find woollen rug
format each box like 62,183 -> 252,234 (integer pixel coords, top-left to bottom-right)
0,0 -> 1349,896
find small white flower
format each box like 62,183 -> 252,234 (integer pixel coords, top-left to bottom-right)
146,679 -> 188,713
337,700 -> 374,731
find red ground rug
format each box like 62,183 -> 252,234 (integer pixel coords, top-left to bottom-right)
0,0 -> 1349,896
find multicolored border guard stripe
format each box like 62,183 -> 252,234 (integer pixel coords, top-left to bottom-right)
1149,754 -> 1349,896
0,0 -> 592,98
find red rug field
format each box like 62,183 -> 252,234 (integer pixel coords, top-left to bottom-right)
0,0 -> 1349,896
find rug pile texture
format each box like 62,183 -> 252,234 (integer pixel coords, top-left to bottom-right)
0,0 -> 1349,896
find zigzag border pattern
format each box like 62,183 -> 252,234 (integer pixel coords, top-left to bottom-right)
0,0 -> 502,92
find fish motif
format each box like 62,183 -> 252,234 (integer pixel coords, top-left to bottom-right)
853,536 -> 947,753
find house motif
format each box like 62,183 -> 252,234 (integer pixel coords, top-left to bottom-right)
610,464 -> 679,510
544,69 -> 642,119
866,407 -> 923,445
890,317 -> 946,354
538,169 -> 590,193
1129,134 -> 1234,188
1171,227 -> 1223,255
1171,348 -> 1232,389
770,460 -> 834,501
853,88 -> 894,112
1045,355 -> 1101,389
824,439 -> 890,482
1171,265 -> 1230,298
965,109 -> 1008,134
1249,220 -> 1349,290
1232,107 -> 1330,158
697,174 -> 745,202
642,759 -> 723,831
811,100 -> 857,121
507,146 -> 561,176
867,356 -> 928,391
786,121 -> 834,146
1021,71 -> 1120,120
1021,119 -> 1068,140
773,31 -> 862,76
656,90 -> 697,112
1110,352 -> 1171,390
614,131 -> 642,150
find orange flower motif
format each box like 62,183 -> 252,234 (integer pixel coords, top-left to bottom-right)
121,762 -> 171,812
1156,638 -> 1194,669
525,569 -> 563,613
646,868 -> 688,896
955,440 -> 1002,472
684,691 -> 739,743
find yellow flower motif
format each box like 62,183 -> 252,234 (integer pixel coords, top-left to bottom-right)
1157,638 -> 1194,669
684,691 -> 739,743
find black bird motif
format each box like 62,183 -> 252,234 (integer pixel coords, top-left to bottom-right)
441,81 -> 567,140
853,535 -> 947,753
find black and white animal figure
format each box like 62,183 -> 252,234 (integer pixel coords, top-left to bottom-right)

━━━━━━━━━━━━━━━━━━━━

Do this =
Reproduce all of the material above line for line, without changing a single word.

Output =
find woollen rug
format each box like 62,183 -> 252,234 (integer pixel coords, top-left to bottom-right)
0,0 -> 1349,896
find small white flower
format each box like 62,183 -> 252,234 (integer pixel coords, top-left to bottom-right)
146,679 -> 188,713
337,700 -> 374,731
find red ground rug
format each box like 62,183 -> 252,234 (integer pixel coords, top-left to bottom-right)
0,0 -> 1349,896
find multicolored border guard stripe
format each box like 62,183 -> 252,234 (integer pixel coords, top-left to bottom-right)
1149,754 -> 1349,896
0,0 -> 592,98
find red rug field
format each box like 62,183 -> 252,234 (integer pixel coords, top-left to bottom-right)
0,0 -> 1349,896
find rug pile texture
format each box like 62,183 -> 252,234 (integer pixel coords, top-left to bottom-right)
0,0 -> 1349,896
find zigzag border pattern
format each box like 62,183 -> 252,234 (integer pixel coords, top-left to bottom-right)
0,0 -> 502,92
find fish motif
format each box like 62,183 -> 252,234 (integer pixel coords, top-left to bottom-right)
853,536 -> 947,753
find house motif
format each box like 62,183 -> 252,234 (integer pixel coords, top-left to bottom-right)
610,464 -> 679,510
544,69 -> 642,119
866,407 -> 923,445
890,317 -> 946,354
538,169 -> 590,193
1129,134 -> 1234,188
1171,227 -> 1223,255
1171,348 -> 1232,389
770,460 -> 834,501
853,88 -> 894,112
1045,355 -> 1101,389
824,439 -> 890,482
1171,265 -> 1230,298
965,109 -> 1008,134
1249,220 -> 1349,290
1232,107 -> 1330,158
697,174 -> 745,202
642,759 -> 723,831
811,100 -> 857,121
507,146 -> 561,176
867,356 -> 928,391
786,121 -> 834,146
1021,71 -> 1120,120
1021,119 -> 1068,140
773,31 -> 862,76
656,90 -> 697,112
1110,352 -> 1171,390
614,131 -> 642,150
find orange flower motif
format each box like 62,183 -> 252,234 (integer pixel coords, top-left to bottom-right)
121,762 -> 171,812
1156,638 -> 1194,669
525,569 -> 563,613
646,868 -> 688,896
955,440 -> 1002,472
684,691 -> 739,743
find yellow flower motif
format each box like 62,183 -> 252,234 (integer pixel coords, top-left to bottom-right)
1157,638 -> 1194,669
684,691 -> 739,743
find black bird motif
format each box like 62,183 -> 252,234 (integer pixel coords, top-left to bottom-right)
441,81 -> 567,140
853,535 -> 947,753
find black and white animal figure
format each box like 62,183 -> 252,234 (integer pixel coords, top-left to bottom-right)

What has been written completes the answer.